[Stored data entries]
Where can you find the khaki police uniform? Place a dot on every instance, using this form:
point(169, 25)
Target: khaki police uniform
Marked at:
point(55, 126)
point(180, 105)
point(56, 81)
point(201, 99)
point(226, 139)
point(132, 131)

__ACTIVITY__:
Write out each line exactly, starting with the line that contains "point(169, 25)" and stopping after the last line of the data.

__ANSWER SPACE__:
point(169, 25)
Target: khaki police uniform
Marked at:
point(55, 126)
point(180, 105)
point(56, 81)
point(201, 99)
point(226, 139)
point(132, 131)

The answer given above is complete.